EXERCISE INSTRUCTIONS: Only lines that contain the word "ceiling" are to be returned from the data below.

(Referring expression data)
=== Begin Enclosure ===

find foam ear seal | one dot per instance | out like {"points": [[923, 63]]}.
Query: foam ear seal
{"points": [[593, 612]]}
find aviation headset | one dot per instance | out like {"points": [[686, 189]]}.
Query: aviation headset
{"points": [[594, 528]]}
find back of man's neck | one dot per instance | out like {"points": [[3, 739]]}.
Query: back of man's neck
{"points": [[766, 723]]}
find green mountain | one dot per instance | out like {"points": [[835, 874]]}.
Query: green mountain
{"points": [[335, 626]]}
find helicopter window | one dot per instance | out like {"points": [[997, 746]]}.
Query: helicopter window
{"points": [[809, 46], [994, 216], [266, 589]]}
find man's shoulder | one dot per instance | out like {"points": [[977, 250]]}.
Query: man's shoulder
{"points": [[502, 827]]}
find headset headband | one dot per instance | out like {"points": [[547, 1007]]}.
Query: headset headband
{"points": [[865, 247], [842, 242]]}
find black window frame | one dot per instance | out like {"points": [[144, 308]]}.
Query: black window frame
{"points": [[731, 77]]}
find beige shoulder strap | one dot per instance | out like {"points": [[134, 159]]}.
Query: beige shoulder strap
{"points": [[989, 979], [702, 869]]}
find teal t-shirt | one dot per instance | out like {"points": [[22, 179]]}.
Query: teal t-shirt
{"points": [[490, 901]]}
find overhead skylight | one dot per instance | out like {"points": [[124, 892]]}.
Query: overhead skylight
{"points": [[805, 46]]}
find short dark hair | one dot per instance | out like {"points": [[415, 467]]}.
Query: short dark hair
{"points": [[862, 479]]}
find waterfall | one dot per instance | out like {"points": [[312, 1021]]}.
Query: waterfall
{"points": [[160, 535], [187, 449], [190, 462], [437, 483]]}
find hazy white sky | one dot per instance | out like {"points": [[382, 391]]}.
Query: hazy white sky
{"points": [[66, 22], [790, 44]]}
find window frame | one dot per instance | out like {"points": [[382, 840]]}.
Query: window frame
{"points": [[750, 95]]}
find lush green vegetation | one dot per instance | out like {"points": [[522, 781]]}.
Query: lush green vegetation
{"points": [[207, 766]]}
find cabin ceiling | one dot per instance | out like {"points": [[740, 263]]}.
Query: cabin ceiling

=== End Enclosure ===

YOUR RESPONSE:
find cabin ceiling | one dot per instance | out like {"points": [[740, 263]]}.
Query: cabin ceiling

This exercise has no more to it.